Answer these from the post on the Singapore Internet events:
1. When was the 2nd Asia Pacific Regional IGF held?
2. What was the title of the plenary session Prof. Xue chaired?
3. Which US bill is cited as a domestic enforcement measure for intellectual property?

PROVIDED TEXT =
Start
Archive for IDNs

AP Regional IGF and ICANN in Singapore

Mid-June was a busy time. 2 Internet events was held in Singapore consecutively. The 2nd Asia Pacific Regional IGF was on June 15-16, 2011 in Singapore Suntec Center and ICANN meeting was on June 19-24, 2011 in Raffles Place.

Regional IGF was a policy discussion form involving a couple of stakeholder groups. Although few local participants joined the event, the Regional IGF attracted many overseas visitors. Prof. Xue chaired the plenary session “Anti-Counterfeit and Other Controversies” and managed to organize interesting presentations and discussions.

Introduction

The Anti-Counterfeit Trade Agreement would be a treaty to put in place new and higher international standards on intellectual property enforcement. Apart from its obvious TRIPS-Plus nature and forceful use of ISPs as private police, ACTA reveals a couple of critically important aspects that deserve careful scrutiny from the perspective of Internet Governance. ACTA’s plurilateral and closed negotiation process directly goes against the multi-stakeholder and open and transparent participation principles developed for Internet Governance. ACTA’s narrow focus on intellectual property rights ignores human rights concerns, especially free speech and access to the Internet, that are essential in the information society. ACTA demonstrate the temptation to shift from the existing multilateral WIPO-WTO regime to a more restricted and opaque system to enforce the private exclusive rights on the global information network. In addition, other domestic (such as US Bill “Combating Online Infringement and Counterfeits Act (COICA)”) or private (such as ICANN’s trademark measures in new gTLD process) enforcement measures for intellectual property will exert significant global impact. The session intends to have a vivid discussion on all these interesting issues in the most populous and economic-booming region of the world.

Chair: Hong Xue (Beijing Normal University)
End
DATASET SECTION =
Start
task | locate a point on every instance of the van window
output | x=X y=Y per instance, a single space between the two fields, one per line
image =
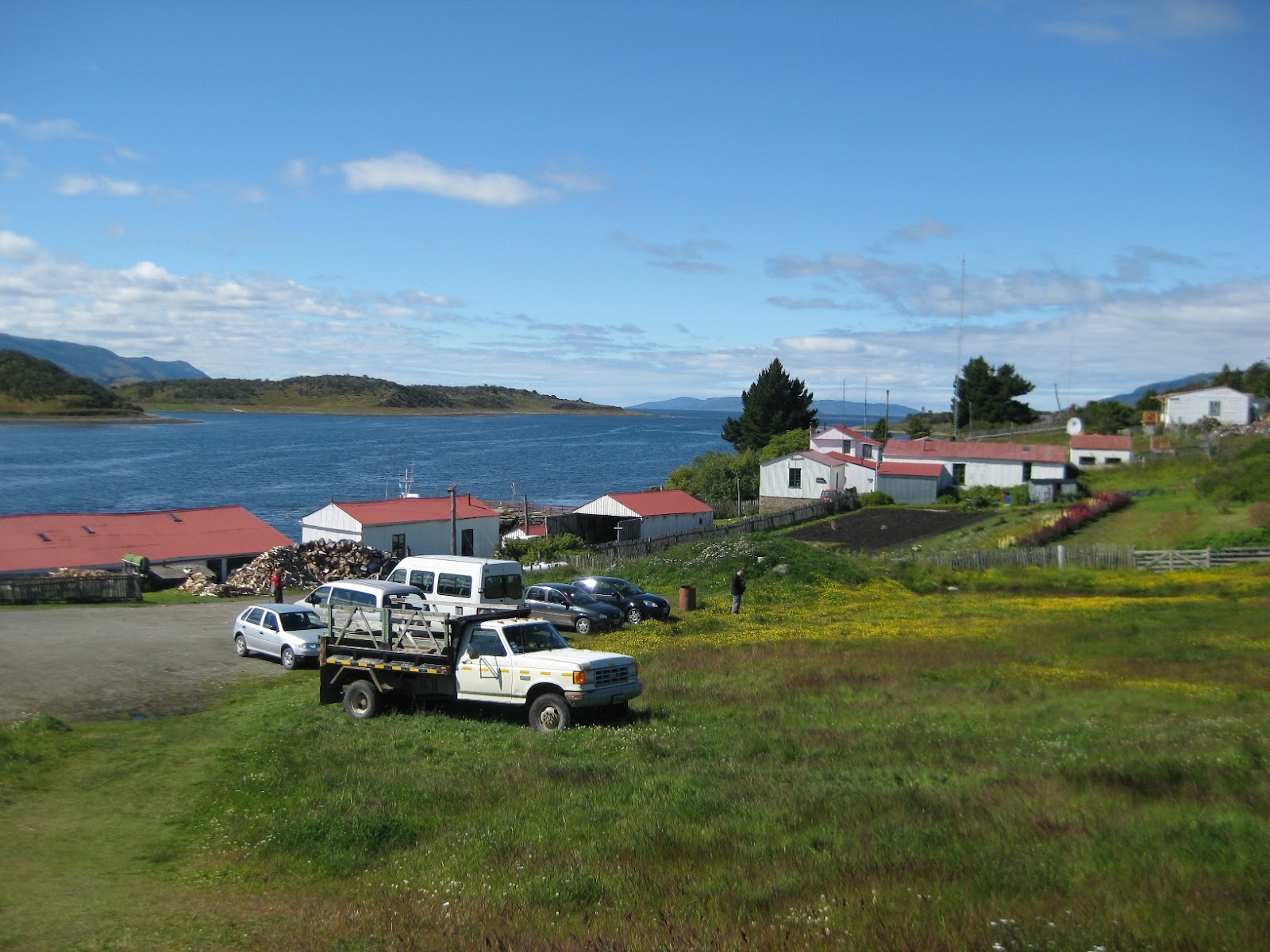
End
WRITTEN ANSWER =
1. June 15-16, 2011
2. "Anti-Counterfeit and Other Controversies"
3. The Combating Online Infringement and Counterfeits Act (COICA)